* [SOURCE EXTRACT]
--------------------------------

Monday, May 18, 2009

STI: Old-school goodness

May 17, 2009

Old-school goodness

Dig into food served hot with generous sauces and good service at Italian restaurant Capricci

By Wong Ah Yoke 

 

Capricci, a new Italian restaurant in Tanjong Pagar Road, is a bit of an anomaly. At a time when most Western restaurants here are leaning towards modern, cross-cultural cooking, the week-old eatery is a throwback to old-fashioned rusticity.

 

You can't tell that from its looks, though. The restaurant, which occupies the space vacated by Oso Ristorante after it moved to Bukit Pasoh last year, looks like any other contemporary eatery with its unfussy furniture in sober tones of grey and brown.

 

But when it comes to the cooking, it is definitely old-school - in a good way.

 

The presentation, too, is not photogenic the way a lot of modern food styling is, where half the things on the plate are there for aesthetic reasons. Here, sauces are splashed generously on meats and reduced balsamic vinegar squirted over plates with gleeful abandon. The results may look a bit messy and very last century but the food tastes good.

 

Also, minimal styling means the food is delivered to the table fast and, more importantly, hot.

 

That in no small part contributes to the success of dishes such as a souffle of parmesan and wild mushroom with melted fontina cheese ($20). The monotonous cream- coloured mound sitting in a pool of melted cheese would be a disaster lukewarm. But the heat opens up layers of appealing flavours in the mouth. There are notes of mushrooms with hints of parmesan and everything is coated by the velvety creaminess of the fonduta.

 

Lovers of seafood will undoubtedly fall head over heels with the mixed seafood soup, Tuscany style ($18). It is packed with shellfish such as clams, mussels, prawns and flower crab. There is even a king prawn on top of two normal-sized ones.

 

There is more seafood than soup, which makes the dish wonderful value for its price. I wish there is more soup too because it is so delicious but I guess one cannot have everything. Besides, you would want to leave room for the rest of the meal.

 

There is a good selection of pastas, though the one I tried is not much to my liking. The ear-shaped pasta with homemade pork sausage, grated pecorino cheese and black pepper ($20) is not quite what I expected because, instead of having lumps of sausage, the meat is all broken up. So it is more like a sauce with minced meat ground too fine. But if you do not mind that or the strong-smelling cheese, you would not find much fault with the al dente pasta that is served piping hot.

--------------------------------

* [DATA]

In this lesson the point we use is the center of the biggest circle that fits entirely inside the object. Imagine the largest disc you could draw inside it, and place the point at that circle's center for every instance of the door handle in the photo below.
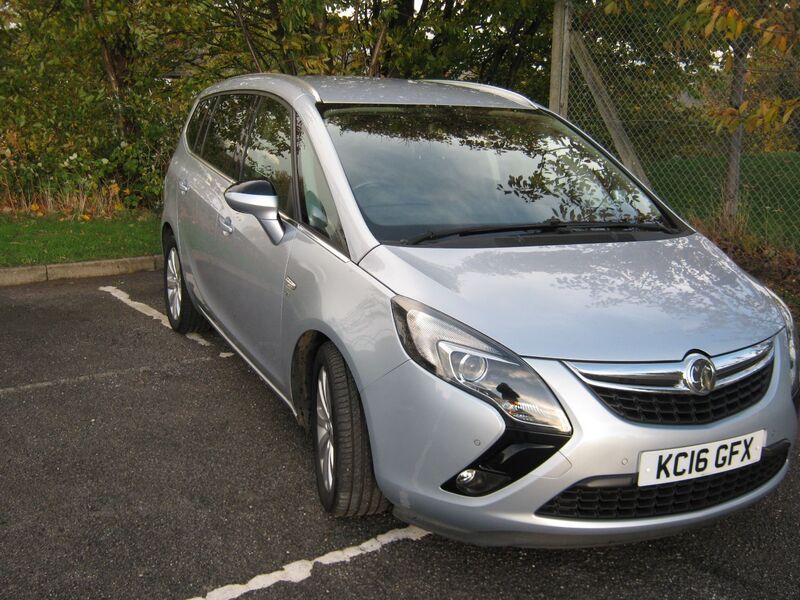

--------------------------------

* [GOALS]
A - In the Capricci restaurant review, which restaurant used to occupy the space Capricci now fills?
B - Continue the Capricci restaurant review from its last sentence.

* [THE ANSWERS]
A - Oso Ristorante, which moved to Bukit Pasoh the year before.

B -
What I cannot fault one bit is my main course of pistachio-crusted lamb cutlets with a limoncello cream and salad ($42). The lamb is nicely undercooked, with the meat rare and juicy. But it is the broken pieces of toasted pistachios that make it memorable by providing crunch and a toasted nutty flavour to the dish. Even the pieces that fall off the meat taste wonderful with the salad greens sharing the plate.

 

Then there is the wonderful limoncello cream sauce with its subtle notes of lemon freshness surfacing through the creamy flavours with delightful results.

 

I also tried the king prawns sauteed in a sauce of grape and rosemary with diced pan-fried vegetables ($32), which would have been rather ordinary except for the halved grapes tossed into the dish. They add a nice sweetness to the firm prawn meat and add dimension to what is essentially grilled prawns.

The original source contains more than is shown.